» **DOCUMENT TEXT**
********************

28 October 2011

Some random thoughts on laughter

On Thursday evenings, when I want to relax and unwind after work, I like to watch comedy. British humour especially touches my funny bone and soon I'm laughing out loud. The therapeutic effect of laughter is well documented. Merely smiling is not enough to make us relax - it has to be an out-loud belly laugh to work.

Laughter can be healing and transforming, helping us to let go of anxiety and fear and anger. I recall being in a rather intense argument with a patient who was not at all happy that I didn't want to give him the medications he thought he should have. He became quite loud and threatening. I tried to remain calm, but I was aware that my responses were becoming more edgy, irritated, and a little fearful of what might happen if the argument escalated any further.

There was a pause as we reached an impasse, and we looked at each other. Then we started to laugh, he first, and then me. The tension was broken. We didn't immediately agree but we agreed to discuss the situation again later. We've got on well ever since.

********************

» **EXTRACTED ENTRIES**
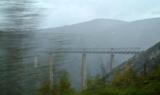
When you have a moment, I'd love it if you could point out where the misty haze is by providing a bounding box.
[0,0,160,95]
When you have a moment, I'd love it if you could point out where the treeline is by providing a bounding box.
[37,60,160,95]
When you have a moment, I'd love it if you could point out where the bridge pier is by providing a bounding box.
[81,53,87,89]
[49,54,53,89]
[109,53,115,72]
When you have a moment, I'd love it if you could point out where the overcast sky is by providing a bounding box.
[0,0,160,28]
[40,0,160,27]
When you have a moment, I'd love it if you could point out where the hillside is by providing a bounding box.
[107,42,160,78]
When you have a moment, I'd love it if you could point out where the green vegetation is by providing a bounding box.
[36,72,75,95]
[38,61,160,95]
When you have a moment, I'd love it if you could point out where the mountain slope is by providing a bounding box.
[108,42,160,78]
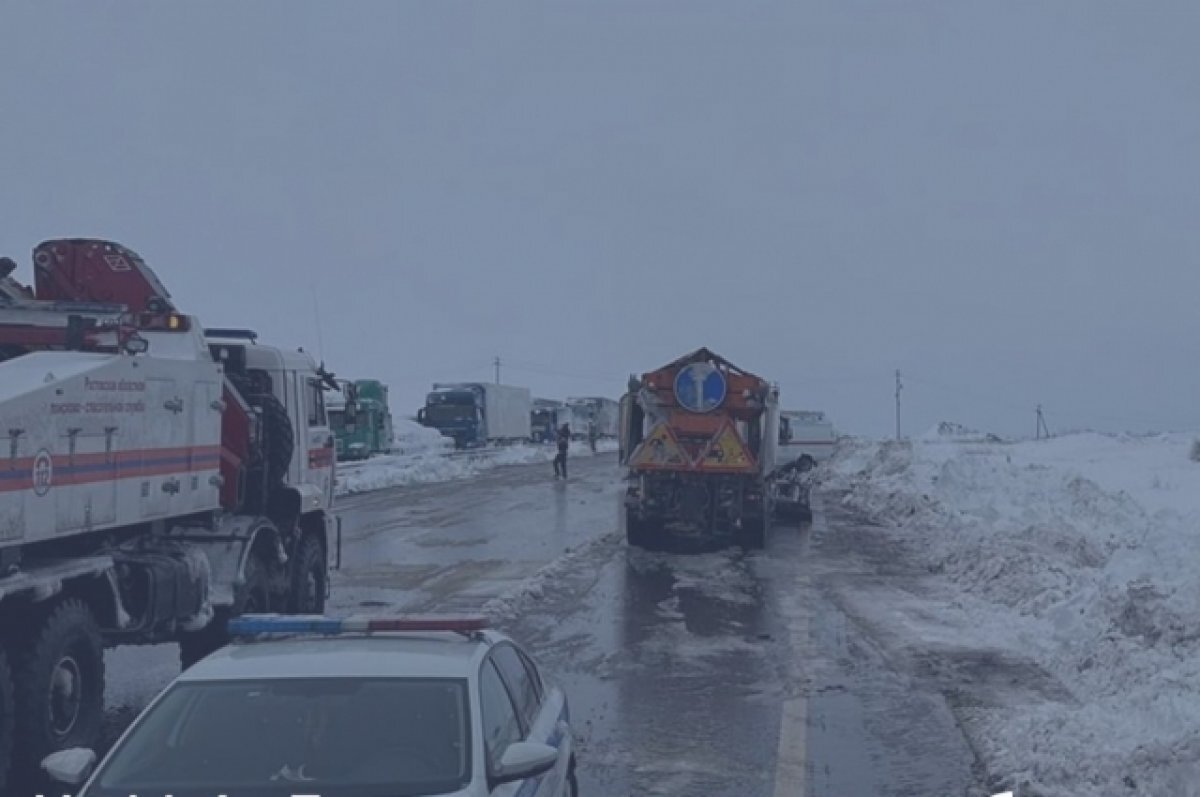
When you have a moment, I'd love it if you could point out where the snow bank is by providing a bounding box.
[337,436,617,496]
[823,430,1200,797]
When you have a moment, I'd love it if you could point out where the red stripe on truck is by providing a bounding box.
[0,445,221,493]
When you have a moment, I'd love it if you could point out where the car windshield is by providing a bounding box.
[91,678,470,797]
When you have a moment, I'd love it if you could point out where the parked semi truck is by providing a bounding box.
[566,396,620,439]
[529,399,565,443]
[329,379,392,461]
[0,239,337,793]
[619,348,779,547]
[416,382,533,448]
[779,409,838,471]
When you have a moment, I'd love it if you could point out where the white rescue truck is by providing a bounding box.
[0,240,340,793]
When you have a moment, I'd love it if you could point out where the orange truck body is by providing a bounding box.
[620,348,779,547]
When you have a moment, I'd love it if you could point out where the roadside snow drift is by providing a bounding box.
[823,436,1200,797]
[337,420,617,496]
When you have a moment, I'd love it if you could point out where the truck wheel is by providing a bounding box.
[16,600,104,773]
[625,511,650,549]
[737,517,767,551]
[0,649,16,795]
[179,552,271,670]
[259,394,295,485]
[289,534,329,615]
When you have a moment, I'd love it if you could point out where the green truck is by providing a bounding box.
[329,379,392,462]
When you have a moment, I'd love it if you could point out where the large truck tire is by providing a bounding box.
[625,509,653,550]
[0,648,17,795]
[179,544,272,670]
[737,517,767,551]
[14,599,104,774]
[288,534,329,615]
[259,394,295,486]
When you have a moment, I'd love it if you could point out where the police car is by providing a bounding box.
[54,615,578,797]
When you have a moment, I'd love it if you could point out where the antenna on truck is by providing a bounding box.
[308,282,325,364]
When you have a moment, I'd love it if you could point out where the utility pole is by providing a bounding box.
[896,368,904,439]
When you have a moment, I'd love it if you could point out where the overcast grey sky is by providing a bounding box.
[0,0,1200,435]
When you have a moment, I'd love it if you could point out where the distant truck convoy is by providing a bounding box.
[566,396,620,439]
[779,409,838,471]
[529,399,570,443]
[416,382,533,449]
[329,379,392,462]
[619,348,779,549]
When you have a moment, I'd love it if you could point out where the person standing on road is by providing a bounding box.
[554,424,571,479]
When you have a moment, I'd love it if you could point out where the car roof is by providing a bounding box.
[178,631,508,683]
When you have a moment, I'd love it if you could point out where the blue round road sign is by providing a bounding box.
[676,362,726,413]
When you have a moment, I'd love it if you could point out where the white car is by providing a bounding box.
[54,615,578,797]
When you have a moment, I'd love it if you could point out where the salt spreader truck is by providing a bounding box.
[620,348,779,547]
[0,239,337,793]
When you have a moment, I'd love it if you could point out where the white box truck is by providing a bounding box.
[416,382,533,448]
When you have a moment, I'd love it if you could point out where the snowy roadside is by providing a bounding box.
[336,421,617,496]
[822,429,1200,797]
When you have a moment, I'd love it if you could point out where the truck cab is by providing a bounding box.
[329,379,392,461]
[416,385,484,448]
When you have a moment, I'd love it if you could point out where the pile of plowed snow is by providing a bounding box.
[823,430,1200,796]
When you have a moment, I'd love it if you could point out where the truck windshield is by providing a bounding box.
[89,678,470,797]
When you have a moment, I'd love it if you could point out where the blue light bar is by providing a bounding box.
[227,615,349,636]
[227,615,488,637]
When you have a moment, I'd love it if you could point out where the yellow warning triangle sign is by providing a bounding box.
[629,424,691,468]
[698,424,755,471]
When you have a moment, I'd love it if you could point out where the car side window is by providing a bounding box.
[492,645,541,729]
[517,649,546,701]
[479,659,522,772]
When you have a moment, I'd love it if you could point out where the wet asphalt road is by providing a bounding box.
[335,456,982,797]
[84,455,986,797]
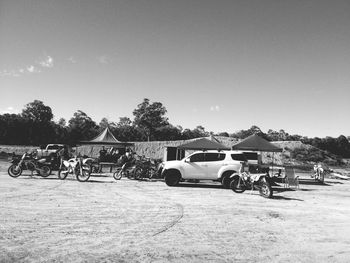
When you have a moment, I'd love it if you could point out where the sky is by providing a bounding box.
[0,0,350,138]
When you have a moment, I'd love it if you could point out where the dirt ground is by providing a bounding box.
[0,162,350,262]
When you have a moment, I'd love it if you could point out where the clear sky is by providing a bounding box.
[0,0,350,137]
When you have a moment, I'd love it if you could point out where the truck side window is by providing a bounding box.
[190,153,205,163]
[205,153,225,162]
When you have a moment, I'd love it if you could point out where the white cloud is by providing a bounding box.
[27,65,41,73]
[97,55,110,64]
[0,70,20,77]
[210,105,220,111]
[0,106,19,114]
[0,56,54,77]
[38,56,53,68]
[67,57,77,64]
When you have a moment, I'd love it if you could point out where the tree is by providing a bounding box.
[22,100,53,123]
[99,118,116,129]
[57,118,67,127]
[133,99,169,140]
[68,110,98,143]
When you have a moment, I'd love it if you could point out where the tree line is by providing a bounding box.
[0,98,350,158]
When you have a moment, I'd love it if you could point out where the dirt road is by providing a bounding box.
[0,164,350,262]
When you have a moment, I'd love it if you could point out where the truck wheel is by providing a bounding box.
[165,171,181,186]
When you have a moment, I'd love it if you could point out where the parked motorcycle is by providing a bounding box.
[7,153,51,178]
[230,165,273,198]
[113,163,137,180]
[311,164,325,183]
[58,157,91,182]
[134,158,159,180]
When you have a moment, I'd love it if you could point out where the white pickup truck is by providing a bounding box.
[162,151,247,188]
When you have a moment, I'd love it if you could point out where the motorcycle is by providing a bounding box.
[58,157,91,182]
[134,159,161,180]
[113,162,138,180]
[7,152,51,178]
[230,164,273,198]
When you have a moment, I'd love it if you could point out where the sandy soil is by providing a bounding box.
[0,162,350,262]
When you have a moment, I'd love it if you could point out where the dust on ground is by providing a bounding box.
[0,162,350,263]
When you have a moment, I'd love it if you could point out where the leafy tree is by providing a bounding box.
[182,125,210,140]
[57,118,67,127]
[68,110,98,143]
[22,100,53,123]
[155,124,181,141]
[99,118,116,130]
[133,99,169,140]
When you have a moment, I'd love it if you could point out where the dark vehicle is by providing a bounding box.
[7,153,51,178]
[230,164,273,198]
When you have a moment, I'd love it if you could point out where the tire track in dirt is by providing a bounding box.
[0,179,65,199]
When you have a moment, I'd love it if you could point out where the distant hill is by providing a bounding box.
[0,136,340,166]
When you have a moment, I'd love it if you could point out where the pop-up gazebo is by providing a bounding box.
[81,127,134,147]
[232,134,283,175]
[232,134,282,152]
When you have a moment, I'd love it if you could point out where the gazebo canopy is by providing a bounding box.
[232,134,282,152]
[177,138,230,150]
[81,127,133,146]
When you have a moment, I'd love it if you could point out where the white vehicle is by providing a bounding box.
[162,151,247,188]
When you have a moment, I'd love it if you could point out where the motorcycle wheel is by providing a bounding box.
[259,179,272,198]
[148,168,157,179]
[76,165,91,182]
[58,166,68,180]
[317,173,324,184]
[230,177,246,194]
[113,167,123,180]
[7,164,23,178]
[39,165,51,177]
[134,167,143,180]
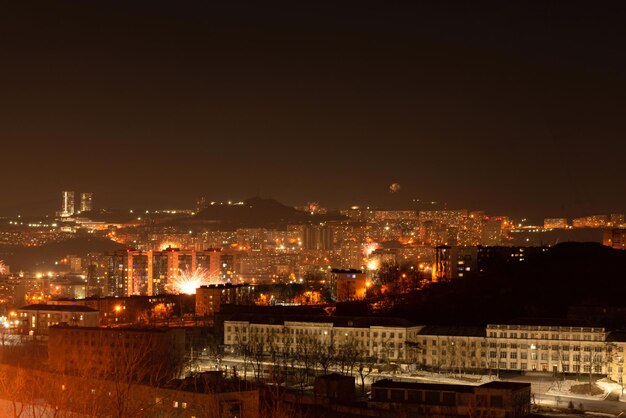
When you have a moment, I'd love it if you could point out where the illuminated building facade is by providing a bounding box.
[80,192,93,212]
[543,218,568,229]
[105,248,224,297]
[602,228,626,250]
[196,283,253,317]
[331,269,367,302]
[302,225,333,250]
[16,304,99,335]
[224,314,422,363]
[58,191,75,218]
[572,215,609,228]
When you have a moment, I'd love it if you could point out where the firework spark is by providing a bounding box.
[363,242,378,258]
[170,267,211,295]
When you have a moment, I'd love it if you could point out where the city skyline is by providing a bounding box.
[0,2,626,216]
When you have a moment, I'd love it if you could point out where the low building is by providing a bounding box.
[368,379,530,418]
[224,314,422,364]
[0,364,260,418]
[543,218,568,229]
[602,228,626,250]
[313,373,355,404]
[16,304,99,335]
[196,283,254,316]
[331,269,367,302]
[413,320,626,381]
[48,325,185,383]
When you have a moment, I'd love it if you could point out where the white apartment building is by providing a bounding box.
[415,325,626,382]
[224,315,626,383]
[224,315,422,364]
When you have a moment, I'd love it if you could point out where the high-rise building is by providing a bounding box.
[59,191,74,217]
[602,228,626,250]
[302,225,333,250]
[80,192,93,212]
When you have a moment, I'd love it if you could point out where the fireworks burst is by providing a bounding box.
[306,202,320,215]
[170,267,211,295]
[363,242,378,258]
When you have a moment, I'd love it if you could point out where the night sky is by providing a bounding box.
[0,0,626,218]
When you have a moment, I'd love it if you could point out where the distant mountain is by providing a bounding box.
[388,242,626,325]
[0,236,126,271]
[178,197,344,229]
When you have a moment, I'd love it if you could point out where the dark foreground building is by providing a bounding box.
[368,379,530,418]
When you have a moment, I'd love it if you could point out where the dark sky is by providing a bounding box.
[0,0,626,217]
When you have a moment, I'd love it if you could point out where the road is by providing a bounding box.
[200,356,626,417]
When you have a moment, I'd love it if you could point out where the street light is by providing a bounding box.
[115,305,122,322]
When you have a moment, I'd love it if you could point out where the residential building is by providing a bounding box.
[543,218,568,229]
[224,314,422,364]
[48,325,185,382]
[602,228,626,250]
[196,283,254,317]
[368,379,530,418]
[331,269,367,302]
[16,304,99,335]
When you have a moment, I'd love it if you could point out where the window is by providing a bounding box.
[489,395,504,408]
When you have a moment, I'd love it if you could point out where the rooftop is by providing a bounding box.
[18,303,98,312]
[227,313,416,328]
[418,325,486,337]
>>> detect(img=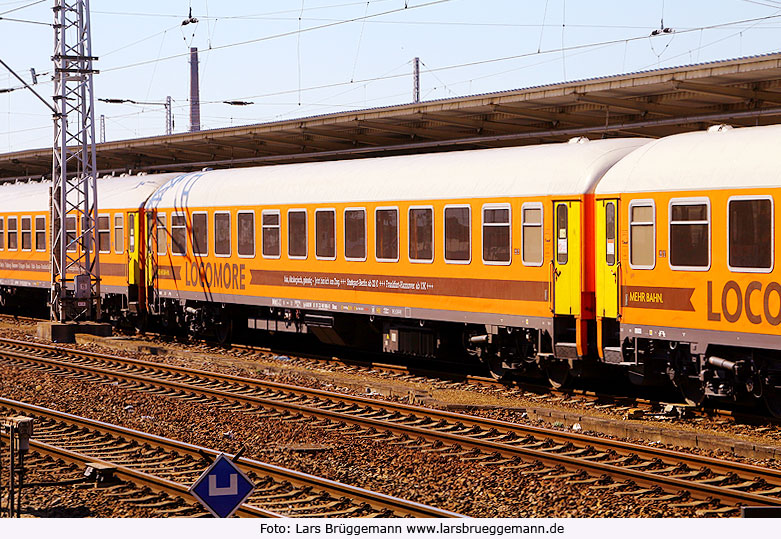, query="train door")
[127,212,142,305]
[596,199,620,318]
[553,200,583,316]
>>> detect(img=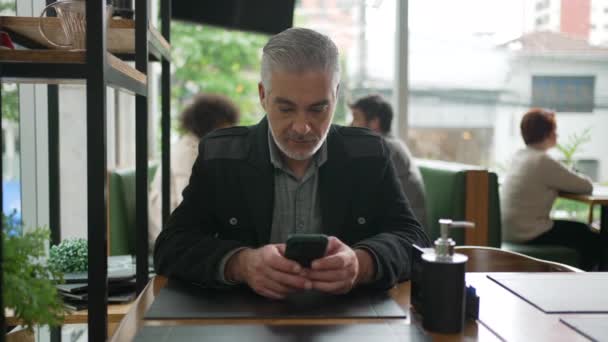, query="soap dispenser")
[421,219,475,333]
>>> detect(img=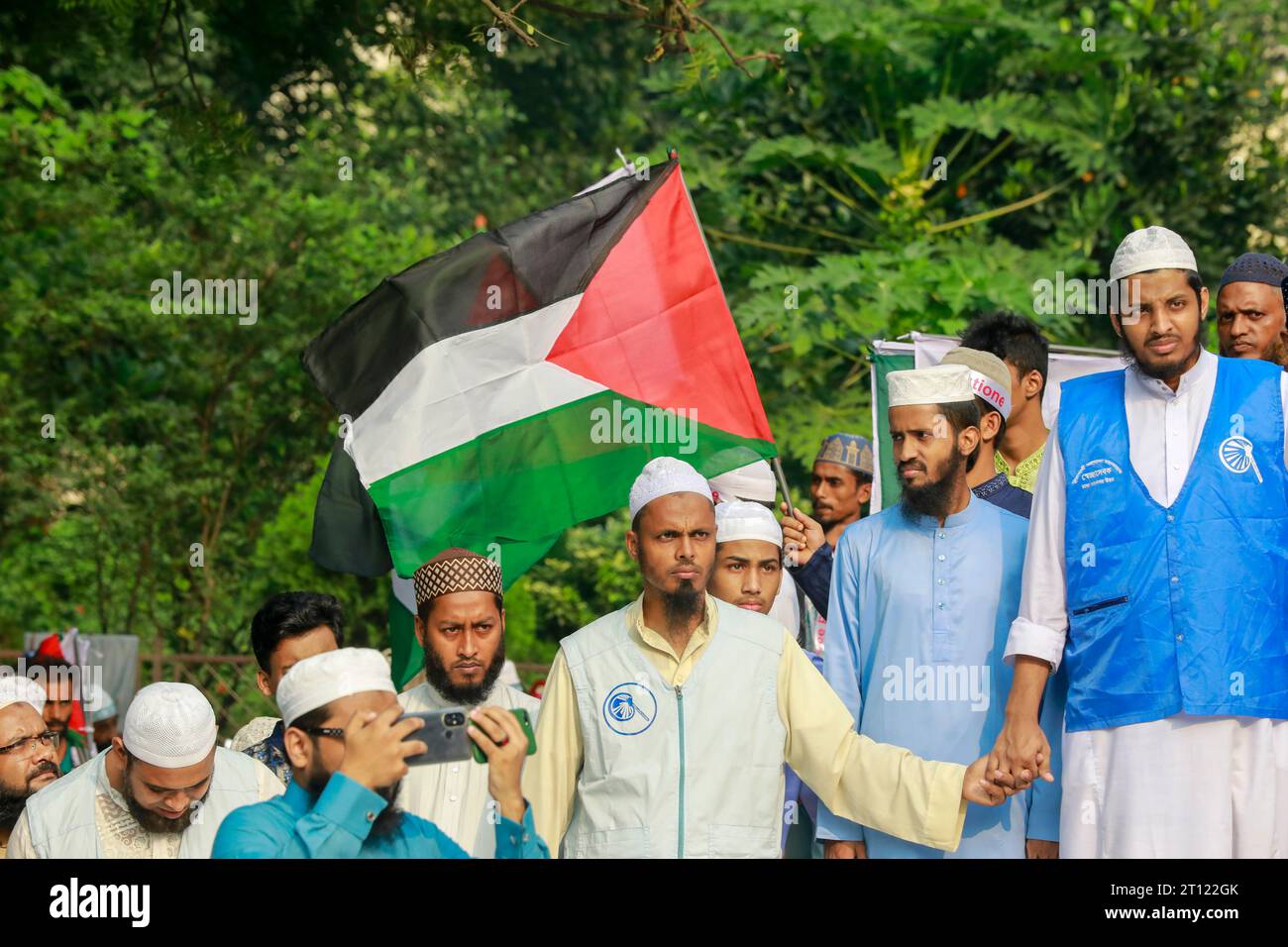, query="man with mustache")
[0,668,58,858]
[524,458,1014,858]
[708,460,806,644]
[818,360,1060,858]
[991,227,1288,858]
[233,591,344,786]
[707,501,793,618]
[398,549,541,858]
[961,312,1051,493]
[8,682,282,858]
[1216,254,1288,365]
[27,655,93,775]
[782,433,875,655]
[214,648,548,858]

********************

» **EXERCISE REQUIREMENTS**
In the text on laughter, who started laughing first after the argument reached an impasse?

» **SOLUTION FOR THIS EXERCISE**
The patient started laughing first.